> Aim of the exercise
Starting with the line containing "of the cloudy" and going on through the end of the data, rewrite those lines with "marker" switched in for "keypoint" and everything else left the same.

==== The input ====

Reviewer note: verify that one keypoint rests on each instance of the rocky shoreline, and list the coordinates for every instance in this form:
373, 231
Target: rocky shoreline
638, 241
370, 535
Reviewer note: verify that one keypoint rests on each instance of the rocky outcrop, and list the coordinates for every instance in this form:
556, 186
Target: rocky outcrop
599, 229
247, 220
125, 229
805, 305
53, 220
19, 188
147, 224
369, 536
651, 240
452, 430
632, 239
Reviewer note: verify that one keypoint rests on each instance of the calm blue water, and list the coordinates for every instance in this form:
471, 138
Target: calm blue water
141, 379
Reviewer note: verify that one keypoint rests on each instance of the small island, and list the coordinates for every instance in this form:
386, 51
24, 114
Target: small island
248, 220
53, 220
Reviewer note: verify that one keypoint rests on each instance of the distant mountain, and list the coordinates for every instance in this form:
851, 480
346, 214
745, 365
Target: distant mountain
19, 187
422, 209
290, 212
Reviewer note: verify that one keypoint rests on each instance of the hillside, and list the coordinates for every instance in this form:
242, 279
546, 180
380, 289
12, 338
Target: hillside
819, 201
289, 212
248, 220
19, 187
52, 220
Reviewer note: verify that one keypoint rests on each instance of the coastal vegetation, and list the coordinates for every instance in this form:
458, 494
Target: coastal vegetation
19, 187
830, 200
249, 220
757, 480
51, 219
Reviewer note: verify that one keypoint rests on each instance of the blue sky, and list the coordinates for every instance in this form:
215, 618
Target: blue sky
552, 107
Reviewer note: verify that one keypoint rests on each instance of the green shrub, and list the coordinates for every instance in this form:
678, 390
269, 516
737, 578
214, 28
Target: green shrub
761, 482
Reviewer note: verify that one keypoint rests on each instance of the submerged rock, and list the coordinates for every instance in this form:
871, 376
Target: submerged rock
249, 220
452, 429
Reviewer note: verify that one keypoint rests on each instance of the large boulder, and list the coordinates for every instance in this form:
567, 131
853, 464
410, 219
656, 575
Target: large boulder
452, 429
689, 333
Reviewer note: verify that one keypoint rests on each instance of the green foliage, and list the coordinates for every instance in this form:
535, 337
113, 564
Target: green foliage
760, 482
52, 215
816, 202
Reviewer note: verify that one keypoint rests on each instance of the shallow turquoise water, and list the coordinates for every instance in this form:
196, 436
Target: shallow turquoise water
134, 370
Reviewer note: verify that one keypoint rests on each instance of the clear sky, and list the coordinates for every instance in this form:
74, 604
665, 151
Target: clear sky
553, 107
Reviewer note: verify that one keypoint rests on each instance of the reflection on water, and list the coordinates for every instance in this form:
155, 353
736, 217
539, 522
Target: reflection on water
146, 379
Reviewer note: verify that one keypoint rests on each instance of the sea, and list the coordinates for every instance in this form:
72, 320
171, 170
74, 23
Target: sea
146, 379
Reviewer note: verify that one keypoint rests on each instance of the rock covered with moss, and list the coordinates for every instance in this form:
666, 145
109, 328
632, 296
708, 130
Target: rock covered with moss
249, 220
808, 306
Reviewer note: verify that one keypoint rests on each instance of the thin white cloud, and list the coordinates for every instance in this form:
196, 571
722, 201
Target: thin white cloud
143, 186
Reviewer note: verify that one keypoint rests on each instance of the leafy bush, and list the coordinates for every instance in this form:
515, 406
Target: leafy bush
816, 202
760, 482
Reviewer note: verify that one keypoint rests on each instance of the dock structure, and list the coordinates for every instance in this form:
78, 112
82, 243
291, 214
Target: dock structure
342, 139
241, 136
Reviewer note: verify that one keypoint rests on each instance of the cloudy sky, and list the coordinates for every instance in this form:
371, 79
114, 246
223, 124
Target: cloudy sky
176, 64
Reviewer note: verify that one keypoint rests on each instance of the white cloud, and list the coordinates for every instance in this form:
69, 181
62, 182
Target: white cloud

====

> Written solution
Reviewer note: verify that one marker rests on each instance of the cloudy sky, and list the coordinates for every instance in this form:
371, 79
114, 246
223, 124
Target: cloudy sky
176, 64
Reviewer note: verify that one marker rests on each instance of the white cloud, and list the coordinates for every instance in this form:
69, 181
62, 182
Target: white cloud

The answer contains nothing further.